_What you have to do_: Pull out every line of the records that contains the string "columned". Case counts.
## Start Dataset records
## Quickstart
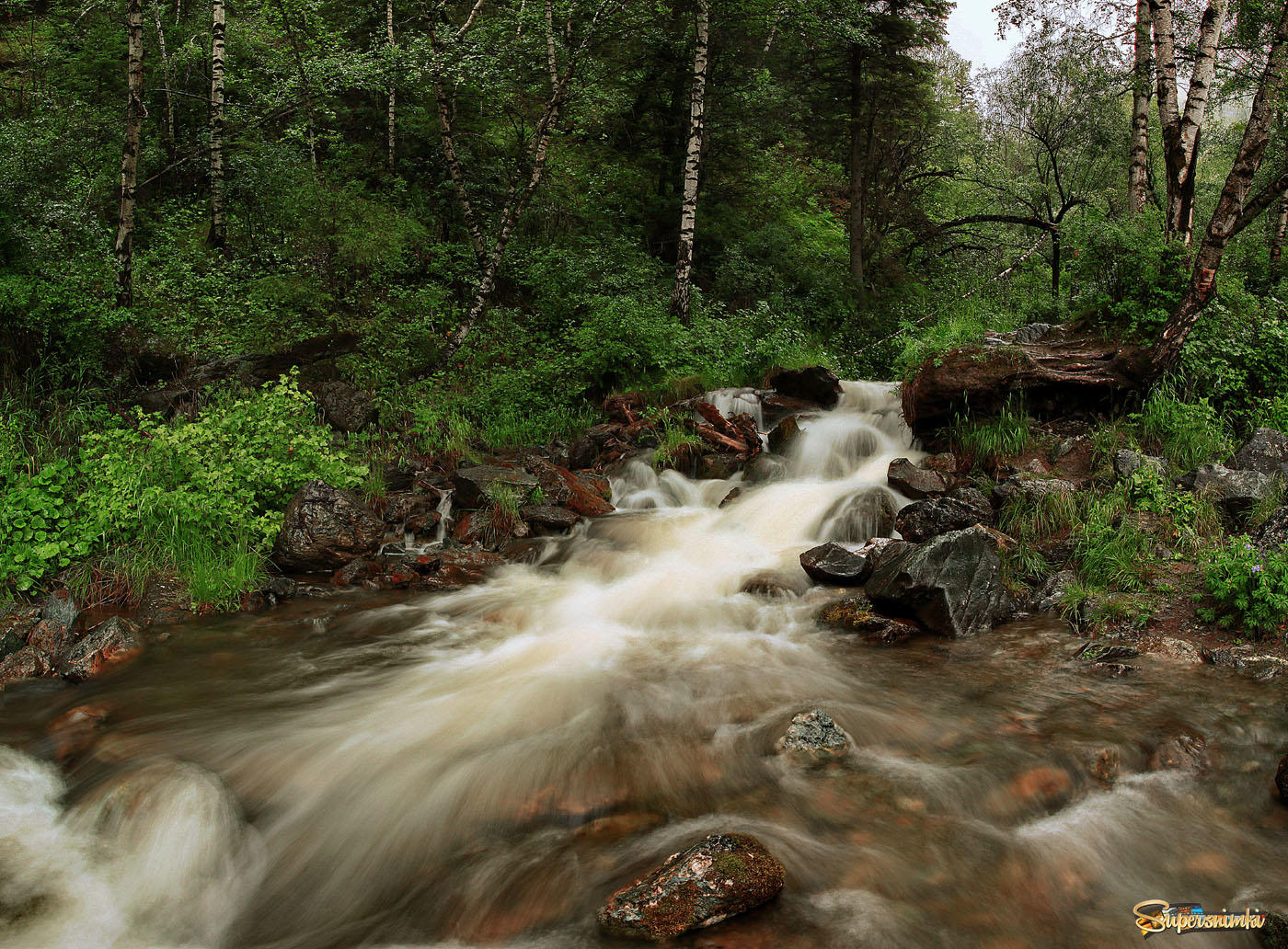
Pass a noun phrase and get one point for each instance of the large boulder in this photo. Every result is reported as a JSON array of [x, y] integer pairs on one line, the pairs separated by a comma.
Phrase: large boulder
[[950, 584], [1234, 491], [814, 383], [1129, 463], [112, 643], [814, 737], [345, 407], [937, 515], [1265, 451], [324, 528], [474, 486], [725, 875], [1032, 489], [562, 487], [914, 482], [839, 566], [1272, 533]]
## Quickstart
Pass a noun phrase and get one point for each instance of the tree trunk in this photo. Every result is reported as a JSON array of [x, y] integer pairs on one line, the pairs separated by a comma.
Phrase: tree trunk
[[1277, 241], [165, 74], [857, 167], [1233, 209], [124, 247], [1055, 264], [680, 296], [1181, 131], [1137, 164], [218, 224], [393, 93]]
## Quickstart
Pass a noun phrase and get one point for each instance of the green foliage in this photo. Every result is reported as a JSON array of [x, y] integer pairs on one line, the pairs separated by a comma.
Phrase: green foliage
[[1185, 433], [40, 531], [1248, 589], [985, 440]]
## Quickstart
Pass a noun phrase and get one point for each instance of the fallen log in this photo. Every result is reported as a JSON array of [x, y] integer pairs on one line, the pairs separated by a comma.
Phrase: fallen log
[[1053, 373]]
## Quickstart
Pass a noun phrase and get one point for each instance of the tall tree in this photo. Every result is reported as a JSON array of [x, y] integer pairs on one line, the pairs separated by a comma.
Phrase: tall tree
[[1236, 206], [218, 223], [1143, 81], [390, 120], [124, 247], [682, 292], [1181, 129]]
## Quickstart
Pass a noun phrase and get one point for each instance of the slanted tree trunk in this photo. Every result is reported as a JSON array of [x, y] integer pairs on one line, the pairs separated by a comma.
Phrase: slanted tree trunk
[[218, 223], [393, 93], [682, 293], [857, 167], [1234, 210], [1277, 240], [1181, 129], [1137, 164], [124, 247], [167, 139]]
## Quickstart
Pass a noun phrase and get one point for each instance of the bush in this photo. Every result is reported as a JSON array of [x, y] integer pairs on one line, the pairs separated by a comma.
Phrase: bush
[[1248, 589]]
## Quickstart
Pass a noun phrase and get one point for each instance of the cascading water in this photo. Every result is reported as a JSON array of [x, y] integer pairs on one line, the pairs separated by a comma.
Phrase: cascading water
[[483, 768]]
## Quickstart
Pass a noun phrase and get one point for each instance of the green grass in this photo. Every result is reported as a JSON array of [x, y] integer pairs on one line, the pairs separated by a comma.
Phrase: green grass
## End Dataset records
## Start Dataset records
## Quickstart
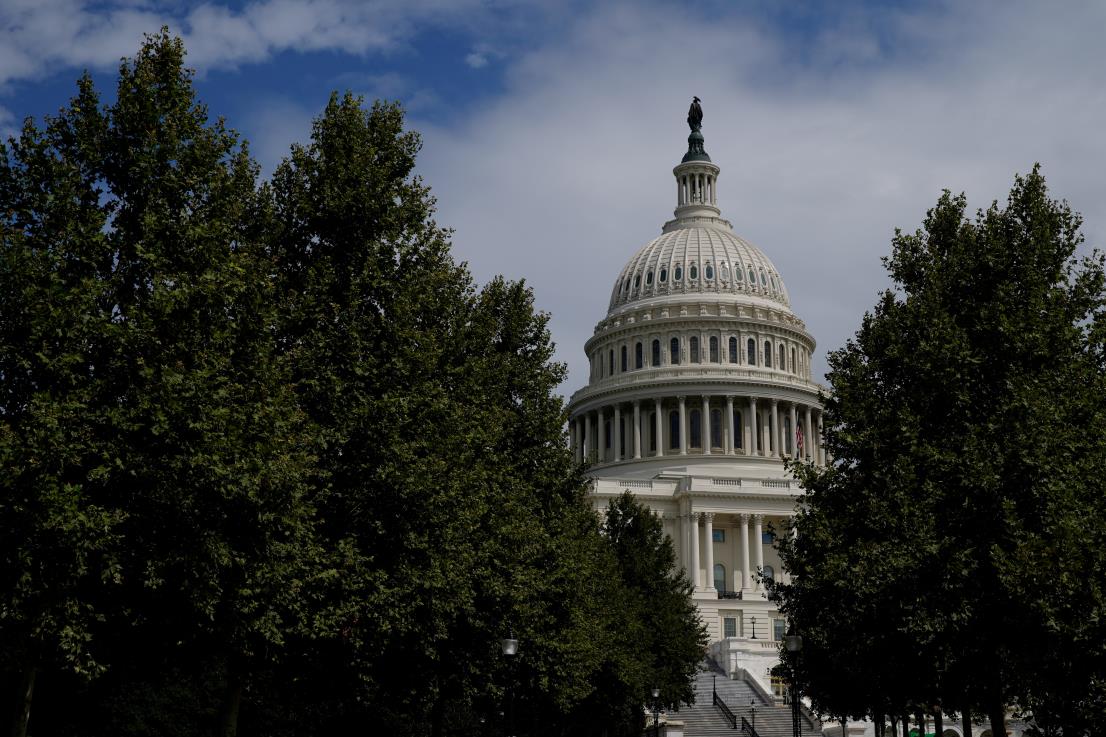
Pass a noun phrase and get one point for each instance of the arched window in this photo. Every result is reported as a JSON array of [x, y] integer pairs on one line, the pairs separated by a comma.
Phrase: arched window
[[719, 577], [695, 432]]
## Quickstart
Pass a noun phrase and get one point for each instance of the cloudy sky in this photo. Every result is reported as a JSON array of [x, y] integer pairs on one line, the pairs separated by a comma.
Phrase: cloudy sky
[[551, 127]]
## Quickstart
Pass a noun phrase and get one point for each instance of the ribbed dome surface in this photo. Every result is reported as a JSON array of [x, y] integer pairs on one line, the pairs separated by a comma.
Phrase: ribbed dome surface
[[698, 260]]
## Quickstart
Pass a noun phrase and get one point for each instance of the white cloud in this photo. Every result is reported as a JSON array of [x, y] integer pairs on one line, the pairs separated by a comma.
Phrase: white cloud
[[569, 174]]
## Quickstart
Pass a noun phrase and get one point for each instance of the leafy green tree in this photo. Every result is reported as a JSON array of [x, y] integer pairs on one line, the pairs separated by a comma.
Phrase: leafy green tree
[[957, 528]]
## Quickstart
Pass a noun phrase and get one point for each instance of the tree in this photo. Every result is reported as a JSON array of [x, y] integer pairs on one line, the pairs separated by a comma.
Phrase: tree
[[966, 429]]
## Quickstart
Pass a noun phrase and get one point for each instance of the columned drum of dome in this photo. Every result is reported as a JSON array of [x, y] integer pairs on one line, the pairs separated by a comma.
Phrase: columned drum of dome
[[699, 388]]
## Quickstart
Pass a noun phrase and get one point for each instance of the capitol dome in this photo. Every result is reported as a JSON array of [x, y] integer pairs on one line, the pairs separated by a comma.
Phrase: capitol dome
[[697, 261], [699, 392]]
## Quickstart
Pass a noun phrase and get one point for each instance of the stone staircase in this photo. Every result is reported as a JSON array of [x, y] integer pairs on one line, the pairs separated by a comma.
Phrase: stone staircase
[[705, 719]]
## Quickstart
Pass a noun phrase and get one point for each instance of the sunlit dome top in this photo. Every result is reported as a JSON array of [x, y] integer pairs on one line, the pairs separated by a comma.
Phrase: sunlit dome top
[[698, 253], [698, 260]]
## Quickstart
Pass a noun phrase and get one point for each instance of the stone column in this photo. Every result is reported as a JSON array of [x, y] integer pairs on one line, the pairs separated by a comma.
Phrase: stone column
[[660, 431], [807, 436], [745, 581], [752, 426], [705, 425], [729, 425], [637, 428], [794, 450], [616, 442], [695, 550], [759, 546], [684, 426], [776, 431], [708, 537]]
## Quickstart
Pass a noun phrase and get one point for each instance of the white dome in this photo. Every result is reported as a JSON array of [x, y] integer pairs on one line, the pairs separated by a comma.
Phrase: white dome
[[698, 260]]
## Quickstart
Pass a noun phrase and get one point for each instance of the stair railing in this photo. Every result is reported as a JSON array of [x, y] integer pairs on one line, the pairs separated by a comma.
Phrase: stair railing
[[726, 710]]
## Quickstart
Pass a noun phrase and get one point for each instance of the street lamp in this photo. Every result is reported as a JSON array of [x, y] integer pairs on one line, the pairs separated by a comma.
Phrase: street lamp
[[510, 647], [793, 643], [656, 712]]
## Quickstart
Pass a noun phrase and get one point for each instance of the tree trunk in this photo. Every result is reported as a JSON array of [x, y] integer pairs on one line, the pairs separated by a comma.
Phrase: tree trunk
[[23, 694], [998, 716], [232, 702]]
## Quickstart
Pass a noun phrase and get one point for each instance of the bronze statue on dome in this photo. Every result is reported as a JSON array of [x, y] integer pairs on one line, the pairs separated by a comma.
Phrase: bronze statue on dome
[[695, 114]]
## End Dataset records
_Result for this task_:
Pass a noun phrase and get one point for each instance of the columned drum of dome in this photo. Every result is reported as a JSON array of [x, y] integer pairs on one line, the pairs separated by a comma.
Phrase: columned drum of dome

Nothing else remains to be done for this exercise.